- Opening Delimiter -

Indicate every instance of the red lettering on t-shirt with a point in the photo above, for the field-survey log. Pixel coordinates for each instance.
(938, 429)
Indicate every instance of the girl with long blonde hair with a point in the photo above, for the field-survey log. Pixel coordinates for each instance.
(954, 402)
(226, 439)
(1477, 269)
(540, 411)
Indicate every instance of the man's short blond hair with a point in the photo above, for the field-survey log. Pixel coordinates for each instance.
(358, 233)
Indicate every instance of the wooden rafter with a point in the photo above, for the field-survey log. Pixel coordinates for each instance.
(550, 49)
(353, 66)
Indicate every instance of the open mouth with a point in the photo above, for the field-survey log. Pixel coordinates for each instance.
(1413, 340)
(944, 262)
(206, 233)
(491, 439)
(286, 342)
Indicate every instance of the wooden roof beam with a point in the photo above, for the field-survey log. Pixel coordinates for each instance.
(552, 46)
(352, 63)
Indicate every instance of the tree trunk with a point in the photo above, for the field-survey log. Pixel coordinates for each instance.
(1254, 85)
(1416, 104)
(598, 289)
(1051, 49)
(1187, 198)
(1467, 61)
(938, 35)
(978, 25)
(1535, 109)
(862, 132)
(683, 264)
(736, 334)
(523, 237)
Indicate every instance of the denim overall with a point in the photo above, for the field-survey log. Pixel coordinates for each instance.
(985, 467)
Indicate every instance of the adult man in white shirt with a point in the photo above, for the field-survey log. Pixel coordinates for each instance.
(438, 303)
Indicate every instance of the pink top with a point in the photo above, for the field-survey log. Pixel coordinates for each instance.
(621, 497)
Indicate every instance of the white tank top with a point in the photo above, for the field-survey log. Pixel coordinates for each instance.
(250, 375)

- Closing Delimiter -

WHAT THE EXERCISE ASKS — Copy every line of the records word for word.

RESULT —
Indicate every instance of the red lettering on t-shirt with a point in the photo above, for the field-survey log. Pixel coordinates for each instance.
(938, 429)
Indicate every instance of the girl with long blonde hair with a point in the photo above, for the field-survey log. Pixel coordinates for each instance.
(954, 402)
(226, 439)
(1477, 269)
(540, 411)
Indicate every instance of the man's short blond hair with a point in the photo above, for the field-survey log. Pixel coordinates for each instance.
(358, 233)
Indicate every instance of the wooden rafter with a point in the photo above, for the field-survey log. Pixel coordinates for each instance.
(550, 49)
(353, 66)
Indicate every instance of the open mouth with a point in the photo above, for the field-survey log. Pixel coordinates for each instance.
(1413, 340)
(944, 262)
(206, 233)
(491, 439)
(286, 342)
Indicate every instance of the wooden roof beam with a point in the photo above, for the field-survey log. Pixel coordinates for each instance.
(552, 46)
(352, 63)
Indicate every instance of the tree trunk with a point in the photo above, for the field-survey log. Pixel coordinates for each instance.
(1254, 85)
(1416, 104)
(598, 289)
(1051, 49)
(1187, 198)
(1467, 61)
(938, 35)
(978, 25)
(1535, 109)
(862, 132)
(683, 264)
(736, 334)
(523, 237)
Indicate every instance of the denim overall with a point in the photo above, for the field-survey log. Pixel coordinates for each instance.
(985, 467)
Indicate every instance of the adult man in white shirt with a point in the photo above, for the field-survey log. Pixel coordinates for each instance.
(438, 303)
Indicate every instance of the pink top with a point in the photo above, for the field-survey log. Pixel coordinates for each instance.
(621, 497)
Indicate every instance of the white tank top with a point in the photo above, for the field-survey log. Pixel coordinates for each instance.
(250, 375)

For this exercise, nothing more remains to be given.